Indicate by check mark whether the registrant is a large accelerated filer, an accelerated filer, a non-accelerated filer, a smaller reporting company, or an emerging growth company. See the definitions of “large accelerated filer,” “accelerated filer,” “smaller reporting company” and “emerging growth company” in Rule 12b-2 of the Exchange Act:

Large accelerated filer Accelerated filer
Non-accelerated filer Smaller reporting company
   Emerging growth company

If an emerging growth company, indicate by check mark if the registrant has elected not to use the extended transition period for complying with any new or revised financial accounting standards provided pursuant to Section 13(a) of the Exchange Act.

Indicate by check mark whether the registrant has filed a report on and attestation to its management’s assessment of the effectiveness of its internal control over financial reporting under Section 404(b) of the Sarbanes-Oxley Act (15 U.S.C. 7262(b)) by the registered public accounting firm that prepared or issued its audit report. ☐

Indicate by check mark whether the registrant is a shell company (as defined in Rule 12b-2 of the Exchange Act).  Yes No

State the aggregate market value of the voting and non-voting common equity held by non-affiliates computed by reference to the price at which the common equity was last sold, or the average bid and asked price of such common equity, as of the last business day of the registrant’s most recently completed second fiscal quarter.

Not applicable.

=-=-=-=-=

§ **Job item A**: Can you pull out everything in the form cover text from "Large accelerated filer Accelerated" down to "the Exchange Act."?
§ **Job item B**: How would you render this sentence from the form cover text in Spanish: "Indicate by check mark whether the registrant is a shell company (as defined in Rule 12b-2 of the Exchange Act)."

§ **Collected material**:
=-=-=-=-=

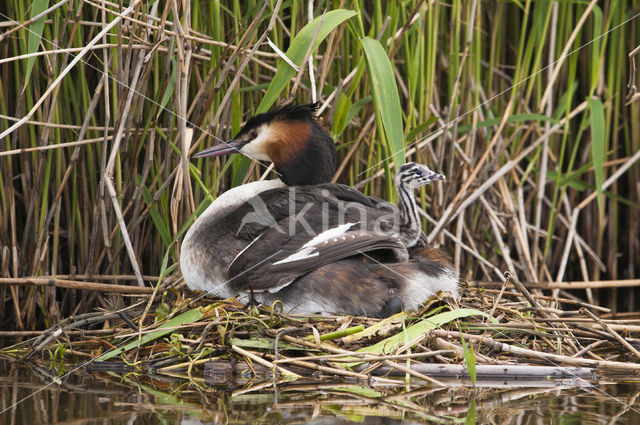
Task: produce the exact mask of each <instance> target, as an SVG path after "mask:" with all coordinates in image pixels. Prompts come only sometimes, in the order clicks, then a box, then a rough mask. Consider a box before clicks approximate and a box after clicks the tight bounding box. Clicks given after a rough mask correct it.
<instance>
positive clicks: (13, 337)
mask: <svg viewBox="0 0 640 425" xmlns="http://www.w3.org/2000/svg"><path fill="white" fill-rule="evenodd" d="M5 3H6V5H3V6H2V9H0V11H2V13H3V14H5V15H7V16H8V17H9V19H8V20H7V21H6V22H3V28H6V30H4V32H3V33H2V34H1V35H0V40H4V41H2V42H3V43H5V41H7V42H6V43H5V44H3V50H2V51H3V57H2V58H0V66H1V67H2V72H0V75H1V76H2V77H1V78H2V84H1V85H0V98H2V99H3V101H2V102H1V104H2V105H3V106H2V108H1V109H2V110H1V111H0V132H1V133H0V134H2V136H1V137H0V139H1V140H0V141H1V143H2V148H1V149H2V150H1V151H0V207H1V208H0V275H1V277H0V296H1V298H0V323H2V325H0V336H2V338H4V339H6V338H22V339H23V341H21V342H19V343H18V344H17V345H13V346H11V347H8V348H5V349H3V351H4V352H5V353H10V354H11V355H14V356H16V357H26V356H34V355H35V356H40V355H42V353H45V358H46V356H47V354H46V353H49V354H48V355H49V356H51V358H52V359H68V358H69V356H72V357H74V358H76V359H79V360H82V359H95V358H96V357H100V356H102V355H103V354H104V353H106V352H115V351H109V350H113V349H114V348H116V347H117V348H120V349H122V348H124V347H129V348H127V349H126V350H125V351H122V352H117V354H115V355H114V357H118V358H120V360H119V361H123V362H124V361H126V362H127V364H129V365H130V366H128V367H133V368H141V367H148V368H151V369H152V370H156V371H165V372H167V373H168V372H169V371H176V370H181V368H182V369H186V370H188V371H189V373H192V372H193V370H194V368H196V370H200V371H201V372H202V374H203V375H204V373H205V371H206V370H207V368H206V366H202V365H207V364H213V363H211V359H219V360H220V361H218V364H222V363H221V361H222V360H224V361H226V362H227V364H228V365H229V367H228V368H227V370H226V371H223V372H224V373H231V374H232V375H233V374H236V375H238V376H242V373H239V372H238V373H237V371H238V370H239V371H243V370H245V369H246V368H244V367H236V366H233V364H232V363H233V362H231V360H230V359H232V358H233V359H236V360H235V361H236V362H237V361H243V362H246V366H247V367H248V368H249V369H250V370H251V371H252V374H253V375H252V376H259V375H260V373H261V372H259V370H258V369H257V368H258V366H260V367H262V368H265V369H264V370H263V372H264V373H263V375H266V372H265V370H266V371H269V373H271V374H272V375H273V376H272V378H273V377H274V376H275V377H282V376H286V377H294V378H295V377H296V375H300V376H307V375H308V374H311V375H314V374H332V375H336V376H341V377H345V378H349V379H367V380H369V381H375V380H378V382H383V381H382V380H383V379H391V378H387V377H386V376H393V375H394V374H396V375H397V374H403V375H405V374H406V375H408V376H410V377H411V379H420V380H431V382H433V379H435V378H427V376H426V375H429V376H431V372H429V373H427V366H425V365H429V364H435V363H437V364H440V365H443V369H442V370H448V371H454V370H455V369H453V368H449V369H447V368H446V367H444V366H446V365H462V364H464V365H465V367H466V370H467V371H468V370H469V369H470V366H471V365H473V364H475V365H476V368H475V369H476V370H477V372H478V373H479V374H480V372H483V371H484V370H486V369H483V367H484V366H486V365H496V364H497V365H522V364H525V365H539V366H542V367H545V368H550V367H584V368H587V369H589V371H588V372H589V373H591V372H590V371H593V370H607V371H624V372H625V373H629V372H632V371H635V370H636V369H637V368H638V362H637V360H638V351H637V350H636V348H635V347H636V341H635V339H633V338H634V337H635V333H637V332H638V328H637V325H635V322H634V321H635V320H637V319H636V316H635V315H634V314H633V313H620V311H634V310H636V309H637V306H636V305H635V295H636V289H635V288H634V287H636V286H638V284H639V283H640V280H638V279H637V271H638V268H640V266H639V265H640V249H639V247H638V237H637V236H638V234H640V230H639V227H638V223H640V215H639V211H640V209H639V207H638V205H640V202H639V200H640V190H638V183H637V182H638V181H640V178H639V176H640V167H639V165H638V162H637V161H638V160H640V145H639V143H640V126H638V123H639V122H640V120H638V119H637V117H638V116H640V112H639V109H638V108H639V105H640V102H638V91H637V86H636V83H635V81H636V77H637V75H638V71H637V68H636V66H635V58H637V56H638V54H639V53H640V48H639V47H638V46H639V45H640V30H639V28H640V25H638V21H637V19H635V18H636V17H637V16H638V10H640V3H639V2H638V1H637V0H634V1H632V2H606V3H605V4H604V5H601V4H600V3H599V2H597V1H595V0H594V1H591V2H575V3H561V4H560V5H559V4H558V2H526V10H522V9H521V7H520V5H519V4H517V3H518V2H513V3H509V2H499V6H498V7H497V8H482V7H479V6H478V5H479V2H477V1H470V2H466V1H465V2H462V1H458V0H454V1H452V2H422V1H409V2H404V3H402V6H398V4H397V2H388V3H387V4H383V3H382V2H360V1H354V2H351V3H350V2H346V3H345V4H342V7H344V8H345V9H343V10H330V11H328V12H327V13H326V14H325V10H320V9H317V10H314V11H312V13H313V17H314V18H316V21H314V22H315V23H316V24H318V23H322V22H324V20H325V19H326V23H327V24H331V25H333V27H332V29H331V31H329V32H328V33H327V34H322V35H320V32H319V31H318V32H312V34H311V35H313V37H312V38H310V39H309V43H311V40H316V38H317V37H321V38H322V40H321V42H319V43H318V45H317V46H315V47H313V48H311V49H310V48H308V47H306V46H302V48H301V51H302V53H303V54H302V56H300V60H299V65H300V64H301V66H300V68H299V70H296V71H291V74H290V76H289V77H287V78H284V83H283V84H282V86H281V87H280V88H279V89H278V90H279V91H276V92H275V94H274V92H273V90H271V89H272V85H273V80H278V78H277V77H278V75H280V74H278V73H279V72H285V71H286V70H287V69H288V68H287V67H288V66H289V65H287V64H286V63H285V61H284V60H283V59H282V58H281V55H280V54H279V53H277V52H276V51H275V50H274V49H273V48H271V47H268V46H271V44H268V43H267V40H266V37H267V36H269V37H270V40H273V44H275V45H277V46H280V48H281V49H282V50H286V49H287V46H289V47H291V48H292V49H293V47H292V46H294V44H295V43H294V41H295V38H296V35H298V34H300V33H302V30H301V28H303V27H305V25H307V24H309V19H308V18H309V16H308V13H307V12H308V11H306V10H303V9H304V8H299V7H298V2H291V3H290V4H284V3H282V2H279V1H278V2H275V4H271V3H270V2H263V3H262V4H260V5H258V6H256V7H254V8H249V9H247V10H237V6H238V4H239V3H238V2H213V3H206V4H205V3H201V2H182V3H180V4H179V5H176V4H175V3H174V2H166V4H163V5H160V4H156V5H155V6H150V8H147V7H146V5H145V4H144V2H140V1H135V0H134V1H132V2H131V3H130V6H129V7H127V8H121V7H120V6H119V5H118V4H115V3H111V2H104V3H103V4H100V5H99V4H97V3H95V2H92V1H89V0H83V1H80V2H60V3H56V5H54V7H52V8H50V9H48V10H46V11H42V13H44V15H45V16H44V20H42V21H40V23H41V24H42V25H40V24H38V26H36V25H35V24H33V22H32V21H31V20H27V19H26V18H24V16H23V15H24V14H25V13H26V12H25V11H26V10H29V9H30V8H29V7H28V6H29V5H28V4H27V3H24V2H23V1H22V0H10V1H8V2H5ZM39 3H42V2H39ZM449 3H450V4H449ZM585 3H588V4H585ZM157 6H160V9H156V7H157ZM480 6H481V5H480ZM317 7H322V8H324V7H325V5H322V6H317ZM36 9H37V7H36V8H34V9H33V10H32V15H31V17H32V18H36V17H37V15H38V14H39V13H40V11H38V10H36ZM385 17H387V19H385ZM603 17H605V18H606V19H603ZM23 18H24V19H23ZM27 21H28V22H27ZM22 24H24V25H22ZM32 24H33V25H32ZM309 25H310V24H309ZM101 31H103V32H104V33H101ZM367 35H368V36H369V37H370V38H375V39H377V40H378V41H379V43H380V45H381V46H382V48H383V49H384V51H385V52H386V53H387V54H386V57H387V58H386V59H384V60H385V61H387V60H388V61H389V65H390V69H391V71H392V73H393V76H395V83H396V85H397V93H398V94H397V97H398V99H397V101H398V105H400V107H399V108H398V109H401V111H402V116H401V119H400V121H401V126H402V128H400V129H399V130H400V134H401V135H402V136H403V138H402V146H401V149H397V148H398V146H394V145H393V143H391V141H387V140H386V137H387V136H385V134H387V133H389V129H388V128H382V126H381V125H380V122H382V121H384V117H382V118H381V116H382V114H384V111H382V110H380V109H381V108H380V107H379V106H380V105H379V104H378V103H377V102H374V101H373V100H372V97H371V96H373V95H375V93H374V91H375V90H374V88H375V84H372V83H371V81H372V80H371V79H370V77H371V75H370V74H371V73H373V72H376V71H375V69H378V68H380V67H377V66H376V64H375V63H371V60H370V58H369V61H365V60H364V59H363V58H364V54H365V53H364V52H363V50H362V43H361V40H362V39H363V38H364V37H366V36H367ZM605 35H606V37H605ZM52 40H55V42H54V41H52ZM317 41H320V40H319V39H318V40H317ZM56 42H57V43H62V42H64V45H58V44H55V43H56ZM309 43H308V44H309ZM294 53H295V52H289V51H288V54H290V55H291V56H293V55H294ZM76 59H80V60H76ZM309 64H311V65H312V67H311V68H312V71H313V72H309ZM283 70H285V71H283ZM286 72H289V71H286ZM58 77H60V78H61V79H60V80H58ZM393 80H394V78H393V77H392V78H390V79H387V81H386V82H387V83H388V82H389V81H393ZM372 93H373V94H372ZM314 96H317V98H318V100H320V101H321V103H322V106H321V116H322V117H323V120H324V124H325V125H326V126H327V127H328V128H329V129H330V131H331V133H332V134H333V135H334V136H335V137H336V140H337V143H338V145H337V148H338V160H339V162H338V164H339V167H338V172H337V174H336V179H337V180H338V181H340V182H343V183H347V184H351V185H354V186H355V187H357V188H359V189H360V190H362V191H363V192H365V193H367V194H370V195H375V196H379V197H383V198H387V199H392V198H393V197H394V195H393V188H392V184H391V183H390V179H386V180H385V179H384V176H388V175H391V167H392V162H391V161H389V158H391V157H397V156H398V155H400V156H402V155H403V154H404V155H405V157H406V158H407V159H410V160H414V161H417V162H422V163H428V164H429V165H430V166H431V168H432V169H434V170H436V171H438V172H440V173H443V174H445V175H446V176H447V180H448V183H447V185H446V186H444V189H443V190H442V191H439V192H437V193H434V192H432V189H428V190H425V191H423V192H422V193H421V195H420V198H421V201H422V202H423V204H424V205H425V206H428V208H427V209H426V210H427V211H428V213H425V219H426V224H427V226H428V228H429V232H428V237H429V240H430V242H432V243H434V244H437V245H439V246H442V247H443V248H444V249H446V250H447V251H449V252H451V254H452V256H453V260H454V264H455V268H456V270H457V271H458V272H459V273H460V275H461V276H462V278H463V280H464V281H465V282H466V283H465V285H466V288H465V290H464V292H463V295H462V297H461V298H460V299H459V300H457V301H452V300H449V299H446V298H445V299H444V300H441V301H437V302H435V304H430V305H427V306H425V308H424V309H423V311H421V312H418V313H415V314H410V315H406V316H404V315H403V316H401V317H395V318H394V319H392V320H390V321H388V322H385V321H384V320H374V319H366V318H357V317H335V318H334V317H293V316H287V315H282V314H280V313H278V312H277V306H274V307H273V308H272V307H263V308H253V309H249V310H247V309H245V308H244V307H242V306H239V305H236V304H235V303H233V302H227V301H222V302H218V303H216V304H212V305H209V304H207V303H205V302H204V301H203V300H198V301H197V302H193V303H190V302H191V301H194V299H193V298H184V297H185V295H184V291H183V290H182V289H180V287H178V289H176V287H174V286H173V285H175V284H179V282H180V278H179V275H177V274H176V273H175V272H176V265H177V264H178V261H179V255H180V253H179V248H178V247H179V241H180V238H181V237H182V235H183V233H184V230H185V229H186V228H187V227H188V225H189V224H190V223H191V220H193V218H194V217H195V216H196V215H197V213H199V212H201V211H202V210H203V209H204V208H205V207H206V206H207V205H208V203H209V202H210V201H211V199H213V198H215V197H216V196H217V195H218V194H219V193H222V192H223V191H225V190H226V189H228V188H229V187H232V186H235V185H238V184H241V183H242V182H244V181H249V180H256V179H259V178H262V177H264V174H265V170H264V168H262V166H261V165H259V164H255V163H248V162H246V161H244V162H243V161H242V160H240V159H235V160H231V161H229V162H227V163H221V162H218V161H215V162H214V163H213V165H207V163H204V162H202V161H198V162H195V163H194V164H190V162H189V156H190V154H191V153H193V152H194V151H196V150H198V149H200V148H201V147H203V146H205V145H210V144H214V143H216V142H217V140H220V139H223V140H226V139H229V138H230V137H231V135H233V134H234V133H235V132H236V131H237V130H238V128H239V126H240V125H241V123H242V122H243V120H244V119H246V117H247V116H248V115H251V114H252V113H255V112H256V111H257V110H259V109H260V108H261V107H265V108H268V107H269V106H271V105H273V104H274V103H275V102H276V101H277V100H278V99H280V100H283V99H294V98H295V99H298V100H299V101H309V100H312V98H314ZM265 99H267V100H268V101H269V102H271V103H270V104H268V105H267V104H263V102H265ZM151 100H153V101H151ZM267 103H268V102H267ZM178 117H186V118H187V119H188V120H189V125H187V123H186V122H185V121H184V120H181V119H178ZM405 147H406V148H407V149H406V151H405V150H404V148H405ZM505 270H507V271H508V272H509V273H510V274H511V276H512V277H511V278H510V279H507V278H505V277H504V271H505ZM516 276H519V277H520V278H521V279H522V280H523V281H526V282H529V283H527V284H526V286H527V288H529V289H525V287H524V286H522V285H520V284H519V283H518V280H517V279H516ZM567 280H573V281H575V282H566V281H567ZM136 282H137V285H136ZM149 282H151V283H157V285H156V287H155V288H152V287H151V286H150V285H149ZM542 282H554V283H553V284H550V283H546V284H545V283H542ZM543 294H544V295H543ZM198 305H199V306H201V308H197V307H196V306H198ZM603 305H606V306H607V307H606V308H605V307H602V306H603ZM274 309H275V311H274ZM461 309H462V310H461ZM456 311H457V312H458V313H450V314H452V315H454V316H455V314H459V315H461V316H463V317H457V318H455V317H454V318H453V319H451V320H447V321H445V322H444V323H441V324H440V326H437V327H436V328H435V329H431V328H430V325H429V323H428V320H429V318H430V317H431V318H433V317H440V318H442V317H447V316H438V315H442V314H447V313H448V312H456ZM461 311H462V313H461ZM469 312H474V314H470V313H469ZM467 313H469V314H467ZM478 313H480V314H478ZM182 315H186V316H182ZM176 318H182V319H184V320H183V321H182V320H178V321H177V322H174V323H172V320H174V319H176ZM394 320H395V321H394ZM443 320H444V319H443ZM169 324H171V326H170V327H171V329H169V330H166V329H165V330H163V331H162V332H164V333H162V335H161V336H155V335H154V332H155V331H157V330H158V328H160V327H162V326H165V327H166V326H168V325H169ZM412 326H417V328H412ZM372 328H373V329H372ZM37 329H40V330H37ZM41 329H46V330H44V331H43V330H41ZM354 329H355V331H354ZM409 329H414V330H415V329H417V330H418V331H419V332H417V333H416V335H415V338H414V339H411V340H405V338H406V337H407V335H406V334H407V332H408V331H407V330H409ZM345 330H349V332H352V331H353V332H355V333H353V334H352V335H343V333H344V332H345ZM356 331H357V332H356ZM374 331H375V332H374ZM362 332H364V333H365V334H362ZM358 334H360V338H357V339H356V335H358ZM147 335H154V336H155V338H150V339H149V340H148V341H142V340H143V339H144V338H145V337H146V336H147ZM156 335H157V334H156ZM326 335H330V337H326ZM393 335H400V336H399V337H397V341H395V340H394V344H395V345H389V346H386V348H384V349H382V348H380V347H379V346H378V348H377V350H378V352H376V353H369V354H366V355H365V357H364V358H363V357H362V356H363V354H359V353H358V350H362V349H365V348H367V347H373V346H376V345H375V344H378V343H380V342H382V341H385V340H386V339H387V338H393ZM402 335H404V336H402ZM25 338H26V339H25ZM323 338H329V339H323ZM276 339H278V340H279V342H281V343H282V344H286V345H283V347H279V346H278V347H279V348H278V349H277V350H275V349H274V347H275V340H276ZM400 340H402V341H401V342H402V344H400V343H399V341H400ZM56 341H57V342H56ZM252 341H253V342H252ZM255 341H259V343H256V342H255ZM141 342H144V343H143V344H140V346H139V347H138V344H139V343H141ZM128 344H133V345H128ZM251 344H253V345H251ZM256 344H258V345H256ZM471 347H473V348H471ZM328 356H331V357H328ZM359 356H360V357H359ZM296 358H298V359H297V360H296ZM300 358H303V359H304V360H301V359H300ZM345 358H346V359H345ZM329 359H330V360H329ZM111 360H112V361H113V360H114V359H111ZM353 363H358V364H357V365H354V364H353ZM236 364H239V363H236ZM421 365H422V366H421ZM421 370H422V372H421ZM514 370H515V369H514ZM547 372H548V370H547ZM578 372H579V370H577V369H576V370H574V371H573V372H571V373H573V375H571V373H570V374H569V377H572V376H575V375H578V376H580V375H579V373H578ZM211 373H212V374H215V373H217V372H216V371H215V370H211ZM465 373H468V372H465ZM487 373H489V372H487ZM543 373H544V372H543ZM558 373H564V372H562V371H559V372H558ZM225 376H226V375H225ZM588 377H591V375H588Z"/></svg>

=-=-=-=-=

§ **Answer space A**:
Large accelerated filer Accelerated filer
Non-accelerated filer Smaller reporting company
   Emerging growth company

If an emerging growth company, indicate by check mark if the registrant has elected not to use the extended transition period for complying with any new or revised financial accounting standards provided pursuant to Section 13(a) of the Exchange Act.

§ **Answer space B**: Indique con una marca de verificación si el registrante es una empresa fantasma (según se define en la Regla 12b-2 de la Ley de Bolsas de Valores).